In the records below, find the line that contains "1. You are given an image." and repeat it, along with each line after it, exactly as written.

ENTRIES SUPPLIED -
* * *

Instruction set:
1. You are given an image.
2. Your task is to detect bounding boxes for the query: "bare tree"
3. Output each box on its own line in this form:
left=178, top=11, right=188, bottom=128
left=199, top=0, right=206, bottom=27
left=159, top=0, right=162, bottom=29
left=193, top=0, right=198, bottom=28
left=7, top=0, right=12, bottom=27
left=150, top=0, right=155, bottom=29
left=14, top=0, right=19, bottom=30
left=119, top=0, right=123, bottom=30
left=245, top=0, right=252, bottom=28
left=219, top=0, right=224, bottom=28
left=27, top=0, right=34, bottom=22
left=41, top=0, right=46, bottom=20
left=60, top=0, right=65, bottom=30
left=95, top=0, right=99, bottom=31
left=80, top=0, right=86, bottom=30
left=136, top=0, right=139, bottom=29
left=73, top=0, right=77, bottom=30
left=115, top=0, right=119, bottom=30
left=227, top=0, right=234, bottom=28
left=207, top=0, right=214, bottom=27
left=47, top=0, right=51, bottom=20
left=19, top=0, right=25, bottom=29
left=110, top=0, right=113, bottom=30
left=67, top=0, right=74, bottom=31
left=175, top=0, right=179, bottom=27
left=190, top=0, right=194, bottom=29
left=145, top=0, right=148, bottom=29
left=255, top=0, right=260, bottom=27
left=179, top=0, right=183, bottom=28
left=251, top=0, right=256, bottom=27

* * *

ANSWER TO THE EXERCISE -
1. You are given an image.
2. Your task is to detect bounding boxes for the query: "bare tree"
3. Output each box on its own line in this form:
left=178, top=11, right=188, bottom=128
left=199, top=0, right=206, bottom=27
left=159, top=0, right=162, bottom=29
left=193, top=0, right=198, bottom=28
left=7, top=0, right=12, bottom=27
left=150, top=0, right=155, bottom=29
left=14, top=0, right=19, bottom=30
left=119, top=0, right=123, bottom=30
left=245, top=0, right=252, bottom=28
left=219, top=0, right=224, bottom=28
left=27, top=0, right=34, bottom=22
left=41, top=0, right=46, bottom=20
left=60, top=0, right=65, bottom=30
left=95, top=0, right=99, bottom=31
left=80, top=0, right=86, bottom=30
left=136, top=0, right=139, bottom=29
left=73, top=0, right=77, bottom=30
left=115, top=0, right=119, bottom=30
left=227, top=0, right=234, bottom=28
left=207, top=0, right=214, bottom=27
left=47, top=0, right=51, bottom=20
left=19, top=0, right=25, bottom=29
left=110, top=0, right=113, bottom=30
left=67, top=0, right=74, bottom=31
left=175, top=0, right=179, bottom=27
left=190, top=0, right=194, bottom=29
left=145, top=0, right=148, bottom=29
left=255, top=0, right=260, bottom=27
left=179, top=0, right=183, bottom=28
left=251, top=0, right=256, bottom=27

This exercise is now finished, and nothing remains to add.